╭─ DATA EXCERPTS
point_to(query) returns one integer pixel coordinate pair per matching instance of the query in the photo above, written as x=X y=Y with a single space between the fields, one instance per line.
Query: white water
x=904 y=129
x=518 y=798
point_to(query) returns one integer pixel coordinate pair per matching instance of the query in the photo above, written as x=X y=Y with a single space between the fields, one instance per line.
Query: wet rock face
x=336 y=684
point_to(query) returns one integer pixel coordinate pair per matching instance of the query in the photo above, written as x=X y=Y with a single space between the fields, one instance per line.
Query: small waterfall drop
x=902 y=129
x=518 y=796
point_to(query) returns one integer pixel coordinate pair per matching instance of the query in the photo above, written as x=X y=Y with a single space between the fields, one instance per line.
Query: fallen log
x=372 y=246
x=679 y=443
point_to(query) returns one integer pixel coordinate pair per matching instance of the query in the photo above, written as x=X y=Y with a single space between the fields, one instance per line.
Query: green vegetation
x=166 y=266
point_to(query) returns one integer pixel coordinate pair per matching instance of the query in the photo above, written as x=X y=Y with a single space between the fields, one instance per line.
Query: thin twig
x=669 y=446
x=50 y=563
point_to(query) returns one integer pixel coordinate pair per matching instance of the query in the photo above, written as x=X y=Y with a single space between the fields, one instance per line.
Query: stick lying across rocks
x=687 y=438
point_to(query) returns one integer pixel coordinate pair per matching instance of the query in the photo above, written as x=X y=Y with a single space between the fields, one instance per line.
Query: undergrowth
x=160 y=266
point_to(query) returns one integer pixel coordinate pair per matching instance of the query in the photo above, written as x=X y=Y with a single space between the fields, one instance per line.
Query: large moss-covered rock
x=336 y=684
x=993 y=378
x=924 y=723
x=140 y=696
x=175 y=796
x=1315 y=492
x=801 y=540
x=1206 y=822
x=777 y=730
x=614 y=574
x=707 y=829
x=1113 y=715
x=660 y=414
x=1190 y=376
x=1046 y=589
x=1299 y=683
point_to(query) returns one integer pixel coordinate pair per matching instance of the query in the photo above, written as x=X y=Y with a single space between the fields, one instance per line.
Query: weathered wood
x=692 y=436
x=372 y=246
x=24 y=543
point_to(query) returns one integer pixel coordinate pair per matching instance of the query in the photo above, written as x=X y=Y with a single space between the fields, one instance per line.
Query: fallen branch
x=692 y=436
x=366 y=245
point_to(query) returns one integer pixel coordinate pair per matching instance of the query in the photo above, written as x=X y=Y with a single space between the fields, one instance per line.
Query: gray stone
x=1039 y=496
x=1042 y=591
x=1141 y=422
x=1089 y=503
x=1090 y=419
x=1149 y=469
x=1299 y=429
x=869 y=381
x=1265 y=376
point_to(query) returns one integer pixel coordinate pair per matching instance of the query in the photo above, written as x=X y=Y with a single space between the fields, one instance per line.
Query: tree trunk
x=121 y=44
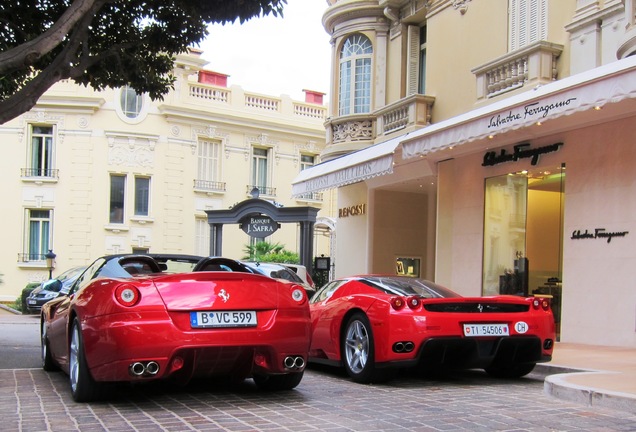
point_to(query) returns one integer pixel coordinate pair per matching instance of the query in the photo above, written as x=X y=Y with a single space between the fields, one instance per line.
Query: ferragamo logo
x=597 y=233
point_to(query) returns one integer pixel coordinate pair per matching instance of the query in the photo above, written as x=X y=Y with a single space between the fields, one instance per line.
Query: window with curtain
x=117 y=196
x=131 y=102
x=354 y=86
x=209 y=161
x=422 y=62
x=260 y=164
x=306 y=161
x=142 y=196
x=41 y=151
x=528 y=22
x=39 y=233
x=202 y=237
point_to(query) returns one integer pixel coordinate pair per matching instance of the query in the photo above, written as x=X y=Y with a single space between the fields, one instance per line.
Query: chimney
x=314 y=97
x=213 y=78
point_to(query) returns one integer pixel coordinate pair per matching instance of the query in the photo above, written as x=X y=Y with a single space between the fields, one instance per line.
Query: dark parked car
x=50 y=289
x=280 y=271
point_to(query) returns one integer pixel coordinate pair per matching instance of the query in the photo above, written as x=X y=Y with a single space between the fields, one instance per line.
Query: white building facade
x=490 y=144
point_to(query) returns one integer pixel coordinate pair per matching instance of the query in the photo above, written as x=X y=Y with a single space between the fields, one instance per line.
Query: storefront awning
╰─
## PROBLEM TO SOLVE
What you return should be the full listing, unchanged, minus the pictures.

## TASK ANSWER
point_to(query) returns one integer pixel coordinate pair per matching instance of the query in the photo above, written as x=X y=Y with a single space between the fields, one instance per line.
Query: white water
x=904 y=129
x=518 y=798
point_to(query) returns one integer pixel coordinate pair per matching instance of the query in the photo above, written as x=X y=Y with a single space between the fields, one instance per line.
Query: wet rock face
x=336 y=684
point_to(query) returns one integer pixel coordinate pair per matching instance of the query in the photo above, written as x=X y=Y with a single space between the fields, one instance per line.
Query: small waterfall drop
x=902 y=129
x=518 y=796
point_to(query) returns one integer pixel coordinate pair per matching instance of the query in the photo above, written as x=X y=Y with a single space between the fields, one instance per line.
Query: fallen log
x=372 y=246
x=679 y=443
point_to(query) returns one integer pixel coordinate pair per matching instance of the query in the photo above, written as x=X y=Y with a single space between the fields, one instance per line.
Query: green vegetation
x=166 y=266
point_to(query) returns one integer pixel coordinate pair per matching instance of the query in the photo above, written as x=X y=Y with a single space between the fields, one instance per line.
Query: thin twig
x=669 y=446
x=50 y=563
point_to(query) returns one integer pixel coordinate pair per matching instance of the query in the photo above, written as x=X y=Y with a single space between the fields, one instance per line.
Query: stick lying across rocks
x=687 y=438
point_to(query) returns one integer pixel coordinate pair per matching instance of the query in the photo above, written as x=X y=Y with a single space between the fields, one instance per line.
Query: undergrowth
x=160 y=266
point_to(query) returns one integer pixel coordinate pair per matching instance of the query in the photo above, written as x=X y=Y with a single space between the fields, one instance per line.
Query: large moss-covered rock
x=336 y=684
x=993 y=378
x=924 y=723
x=140 y=696
x=175 y=796
x=1315 y=492
x=801 y=540
x=1206 y=822
x=777 y=730
x=614 y=574
x=707 y=829
x=1113 y=715
x=660 y=414
x=1190 y=376
x=1046 y=589
x=1299 y=683
point_to(query) returns one integer pixel coordinate pair per matching instance of the query in the photo above, written as x=X y=Y with a single space between the fields, one instance per line.
Query: weathered wood
x=692 y=436
x=372 y=246
x=24 y=543
point_to(query) returns one integer pixel coordinate pair per matching instance of the query in the photo above, written as x=X y=Y with a single space between the fields, one instance per line.
Query: fallen branch
x=692 y=436
x=366 y=245
point_to(query) returns one integer pixel coordinate pair per matching instance of the query in the photo above, written as x=X y=Y with a single space between the fields, one instance per line.
Query: gray stone
x=1039 y=496
x=1042 y=591
x=1141 y=422
x=1089 y=503
x=1090 y=419
x=1149 y=469
x=1299 y=429
x=869 y=381
x=1265 y=376
point_to(query) returns one integer pixel coordinate pair per matching instance of the query in the photo above, written as x=X y=Y with a single space between the fields, one instance per line.
Query: tree trunk
x=121 y=44
point_to(query) returns one integer pixel coordinate pair per matching instance of the query in the photo above, written as x=X y=Y with a single space between the fields, one instance per line.
Query: ferragamo logo
x=597 y=233
point_to(query) returns one integer pixel coordinate pair per matching instance of the query in the photo above, written as x=X y=Y with a single space between the fields, one instance per line.
Query: window with curtain
x=117 y=196
x=131 y=102
x=354 y=86
x=209 y=161
x=422 y=62
x=260 y=164
x=306 y=161
x=142 y=196
x=41 y=151
x=528 y=22
x=39 y=233
x=202 y=237
point_to(query) returns one integer pixel coordinate pair per matching instance of the query in the photo above, written as x=X y=Y with a single space between the fields, one instance per line.
Query: chimney
x=314 y=97
x=213 y=78
point_to(query) returns one integer pixel coordinate pair per matching instance of the query in the photo above, written as x=X y=Y with a single space between the fields, one instance per line.
Query: dark parked car
x=50 y=289
x=280 y=271
point_to(query) returns one integer pixel coordinate pair per matching instance of the query in the photo above, written as x=X y=Y with a single space between the fields, one instance per line.
Query: white building facade
x=490 y=144
point_to(query) returns one integer pixel coordinate pair per matching instance of the query in the photo above, written as x=X y=Y with a single space between the fields, one instance per line.
Query: storefront awning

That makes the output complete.